- Opening Delimiter -

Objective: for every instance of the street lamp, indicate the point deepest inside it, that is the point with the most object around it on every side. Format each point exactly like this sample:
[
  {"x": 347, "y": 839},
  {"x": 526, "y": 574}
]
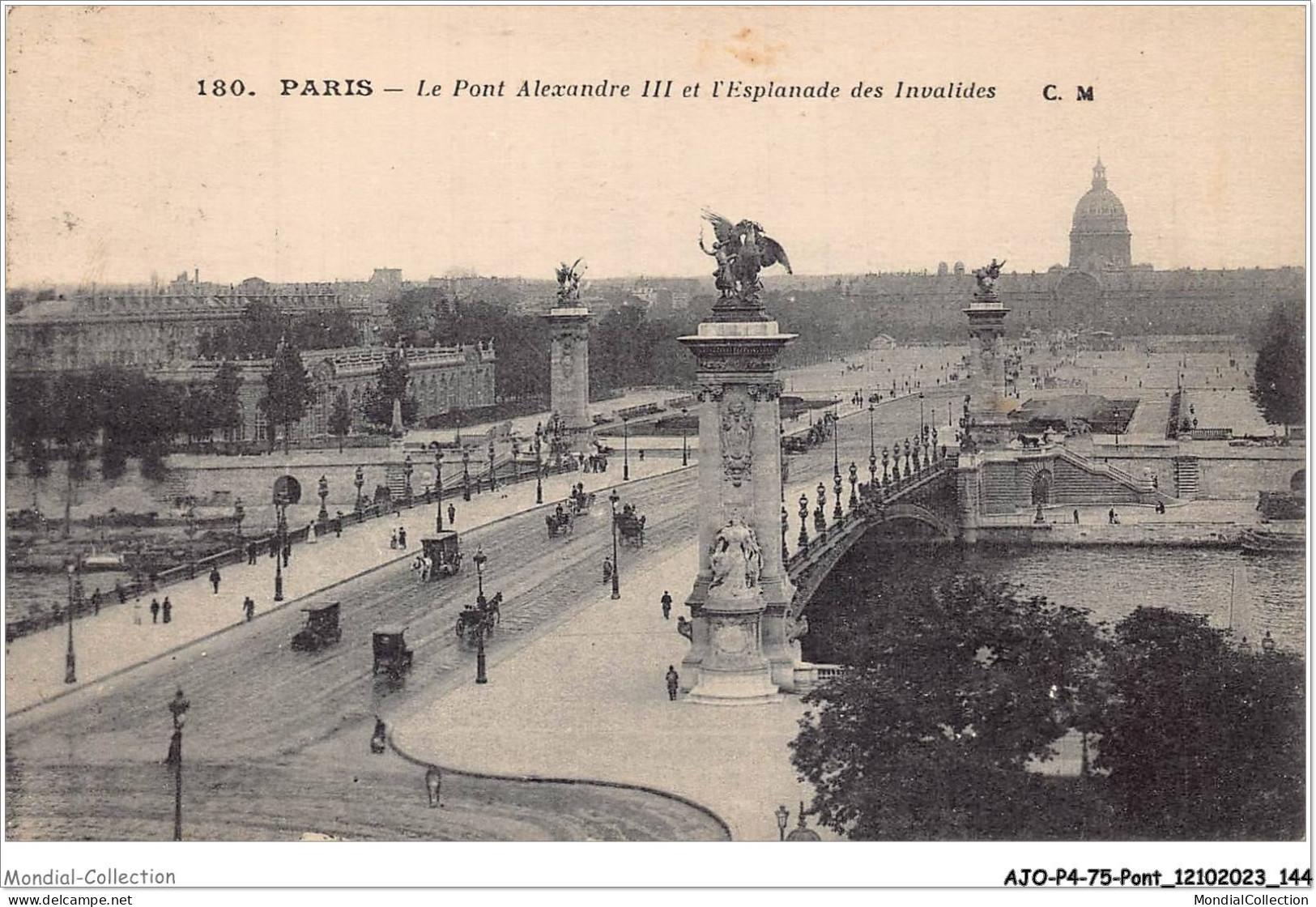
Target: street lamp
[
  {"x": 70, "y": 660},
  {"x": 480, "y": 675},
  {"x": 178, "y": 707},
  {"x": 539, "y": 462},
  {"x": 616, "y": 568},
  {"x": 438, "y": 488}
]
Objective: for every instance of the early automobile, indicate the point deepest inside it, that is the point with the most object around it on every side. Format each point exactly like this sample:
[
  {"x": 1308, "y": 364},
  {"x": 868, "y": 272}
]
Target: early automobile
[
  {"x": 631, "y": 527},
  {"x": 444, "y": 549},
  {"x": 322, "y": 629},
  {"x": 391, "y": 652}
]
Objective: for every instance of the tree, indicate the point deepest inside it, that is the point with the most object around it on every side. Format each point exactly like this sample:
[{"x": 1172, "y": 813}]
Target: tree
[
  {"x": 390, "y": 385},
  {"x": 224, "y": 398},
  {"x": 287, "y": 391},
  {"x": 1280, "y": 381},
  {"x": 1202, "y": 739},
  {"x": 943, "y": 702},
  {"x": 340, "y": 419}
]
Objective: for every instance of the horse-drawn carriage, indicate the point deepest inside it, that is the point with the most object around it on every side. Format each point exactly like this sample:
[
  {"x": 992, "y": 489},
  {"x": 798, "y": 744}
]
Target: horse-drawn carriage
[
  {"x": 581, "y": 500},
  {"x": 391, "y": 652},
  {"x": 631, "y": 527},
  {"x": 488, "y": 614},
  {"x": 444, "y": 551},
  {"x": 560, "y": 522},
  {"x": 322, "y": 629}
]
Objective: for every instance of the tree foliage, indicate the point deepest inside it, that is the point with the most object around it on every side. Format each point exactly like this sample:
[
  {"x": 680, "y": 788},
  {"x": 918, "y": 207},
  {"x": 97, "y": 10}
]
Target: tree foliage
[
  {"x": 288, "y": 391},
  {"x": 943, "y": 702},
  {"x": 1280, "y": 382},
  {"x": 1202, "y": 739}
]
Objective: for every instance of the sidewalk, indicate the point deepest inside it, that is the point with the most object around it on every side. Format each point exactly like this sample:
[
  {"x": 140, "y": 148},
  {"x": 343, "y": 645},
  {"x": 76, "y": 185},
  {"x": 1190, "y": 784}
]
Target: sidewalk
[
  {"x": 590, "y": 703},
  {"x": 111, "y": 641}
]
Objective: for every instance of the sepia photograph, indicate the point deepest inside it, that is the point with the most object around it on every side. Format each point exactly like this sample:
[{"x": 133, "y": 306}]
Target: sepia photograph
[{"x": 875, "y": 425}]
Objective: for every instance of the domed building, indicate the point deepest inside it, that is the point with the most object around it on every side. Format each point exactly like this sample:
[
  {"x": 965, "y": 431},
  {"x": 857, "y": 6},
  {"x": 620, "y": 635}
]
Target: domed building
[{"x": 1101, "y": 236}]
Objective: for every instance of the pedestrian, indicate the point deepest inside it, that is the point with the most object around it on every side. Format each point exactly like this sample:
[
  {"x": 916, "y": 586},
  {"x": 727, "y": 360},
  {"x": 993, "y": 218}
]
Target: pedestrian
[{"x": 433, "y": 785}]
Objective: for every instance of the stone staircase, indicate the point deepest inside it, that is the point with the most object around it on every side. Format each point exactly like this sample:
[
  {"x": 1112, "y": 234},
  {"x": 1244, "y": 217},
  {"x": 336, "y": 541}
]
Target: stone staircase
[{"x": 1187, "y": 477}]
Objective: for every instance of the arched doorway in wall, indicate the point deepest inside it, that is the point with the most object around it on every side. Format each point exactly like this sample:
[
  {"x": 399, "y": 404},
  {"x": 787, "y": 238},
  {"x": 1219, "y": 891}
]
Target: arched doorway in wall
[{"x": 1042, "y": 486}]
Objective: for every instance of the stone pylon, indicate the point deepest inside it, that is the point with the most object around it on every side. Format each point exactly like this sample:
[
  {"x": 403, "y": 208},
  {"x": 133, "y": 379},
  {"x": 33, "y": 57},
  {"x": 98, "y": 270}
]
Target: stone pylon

- Closing Delimiter -

# [PROBLEM DESCRIPTION]
Where an entry includes an image, leave that image out; otherwise, reproduce everything exactly.

# [YOUR RESPONSE]
Objective: for every instance of the street lamp, indicate the point deepest inside it, that is the point with the most object around it on every side. Format each point exactly like this sample:
[
  {"x": 347, "y": 839},
  {"x": 526, "y": 574}
]
Target: street lamp
[
  {"x": 70, "y": 660},
  {"x": 480, "y": 675},
  {"x": 178, "y": 707},
  {"x": 539, "y": 462},
  {"x": 616, "y": 568},
  {"x": 438, "y": 488}
]
Objective: for every instance of the early automobile, indicate the point deepest inside it, that is the point with the most object around it on every side. Format each point exactly like this sample:
[
  {"x": 1308, "y": 364},
  {"x": 868, "y": 272}
]
Target: early automobile
[
  {"x": 631, "y": 527},
  {"x": 444, "y": 549},
  {"x": 322, "y": 629},
  {"x": 391, "y": 652}
]
Objective: for every instance of the tree, indicate the point deepest inside it, that is the point with the most object around it on every side. Format each point exactly like this sample:
[{"x": 1172, "y": 813}]
Target: tree
[
  {"x": 390, "y": 385},
  {"x": 224, "y": 398},
  {"x": 287, "y": 391},
  {"x": 1280, "y": 381},
  {"x": 1202, "y": 739},
  {"x": 943, "y": 702},
  {"x": 340, "y": 419}
]
Objective: for every instance of the horse-drawn carriage, indicate the point deepest inside it, that is the point with the most object around it on every side. Format each point exactly like this sample:
[
  {"x": 992, "y": 489},
  {"x": 798, "y": 744}
]
Target: horse-drawn carriage
[
  {"x": 581, "y": 500},
  {"x": 391, "y": 652},
  {"x": 631, "y": 527},
  {"x": 488, "y": 614},
  {"x": 444, "y": 551},
  {"x": 560, "y": 522},
  {"x": 322, "y": 629}
]
Objective: for every instance of the tree foliage, indicate the point deepest inside it, that is the point with the most object around it on every side. Format each point exactly like this sample:
[
  {"x": 680, "y": 788},
  {"x": 918, "y": 207},
  {"x": 97, "y": 10}
]
Target: tree foliage
[
  {"x": 288, "y": 391},
  {"x": 943, "y": 702},
  {"x": 1280, "y": 382},
  {"x": 1202, "y": 739}
]
Objective: for every instance of the sidewalk, indicate the point deepest inside it, that is the point with the most object around it on every side. Format each point exactly like this sample:
[
  {"x": 140, "y": 148},
  {"x": 343, "y": 645},
  {"x": 76, "y": 185},
  {"x": 1190, "y": 784}
]
Target: sidewalk
[
  {"x": 590, "y": 703},
  {"x": 111, "y": 641}
]
Objective: for every instance of the sepia photograph, indicate the point deepest inside it, that is the point with the most object around it on every side. Format each point exactly like this sample:
[{"x": 133, "y": 306}]
Target: sepia photograph
[{"x": 875, "y": 425}]
Objective: for every instance of the domed building, indicate the point deepest inside it, that is the point with the most object around it on every side. Format each point exactly like this sample:
[
  {"x": 965, "y": 431},
  {"x": 857, "y": 6},
  {"x": 620, "y": 635}
]
Target: domed building
[{"x": 1101, "y": 236}]
Objective: for every instance of the pedestrian, indicate the point deepest inside it, that is the point with the most object around it on every side. Format each point exactly like this sample:
[
  {"x": 916, "y": 586},
  {"x": 727, "y": 360},
  {"x": 993, "y": 218}
]
Target: pedestrian
[{"x": 433, "y": 785}]
Objective: for every instance of the stone staircase, indicate the point deepest inside it, that is the point with the most object around it on every side. Format each point exactly like this sample:
[
  {"x": 1112, "y": 234},
  {"x": 1244, "y": 217},
  {"x": 336, "y": 541}
]
Target: stone staircase
[{"x": 1187, "y": 477}]
Objective: for every instance of the arched doorway in wall, indicate the point deepest inside it, that is the point with the most object around it on every side. Format each point exactly like this sample:
[
  {"x": 399, "y": 404},
  {"x": 787, "y": 238},
  {"x": 1219, "y": 891}
]
Target: arched doorway in wall
[{"x": 1042, "y": 486}]
Objective: for every instance of the stone pylon, indicate the point deepest inside it, that is the point with the most object around it on every side. Format each point exactly like this sample:
[
  {"x": 403, "y": 208},
  {"x": 133, "y": 379},
  {"x": 33, "y": 57},
  {"x": 98, "y": 270}
]
Target: stone pylon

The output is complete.